Generalized anxiety disorder (GAD) is defined as chronic, excessive worry and fear that seems to have no real cause. Children or adolescents with generalized anxiety disorder often worry a lot about things such as:

  • Future events
  • Past behaviors
  • Social acceptance
  • Family matters
  • Personal abilities
  • School performance

Anxiety disorders are believed to have biological, family, and environmental factors that contribute to the cause. Some risk factors for anxiety disorder include:

  • A chemical imbalance in the brain
  • An inherited a biological tendency to be anxious
  • Learned anxiety and fear from family members and others who frequently display increased anxiety around the child

Generalized anxiety disorder symptoms

It's normal for all children and adolescents to experience some anxiety. When worries and fears persist and interfere with normal activities, it could be a sign of a problem.

Unlike adults with this disorder, children and adolescents usually do not realize that their anxiety is more intense than the situation warrants. Children and adolescents with GAD often require frequent reassurance from adults in their lives.

Problem to work on: In the excerpt on generalized anxiety disorder, rename "adolescents" to "teenagers" each time it occurs between "Generalized anxiety disorder symptoms" and "in their lives.", inclusive, and give that part again.

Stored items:
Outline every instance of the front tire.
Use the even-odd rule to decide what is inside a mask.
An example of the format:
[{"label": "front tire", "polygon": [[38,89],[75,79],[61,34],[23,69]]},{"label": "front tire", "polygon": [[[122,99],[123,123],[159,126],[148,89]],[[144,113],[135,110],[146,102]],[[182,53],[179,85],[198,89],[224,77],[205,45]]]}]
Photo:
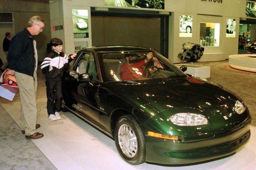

Solution to the exercise:
Generalized anxiety disorder symptoms

It's normal for all children and teenagers to experience some anxiety. When worries and fears persist and interfere with normal activities, it could be a sign of a problem.

Unlike adults with this disorder, children and teenagers usually do not realize that their anxiety is more intense than the situation warrants. Children and teenagers with GAD often require frequent reassurance from adults in their lives.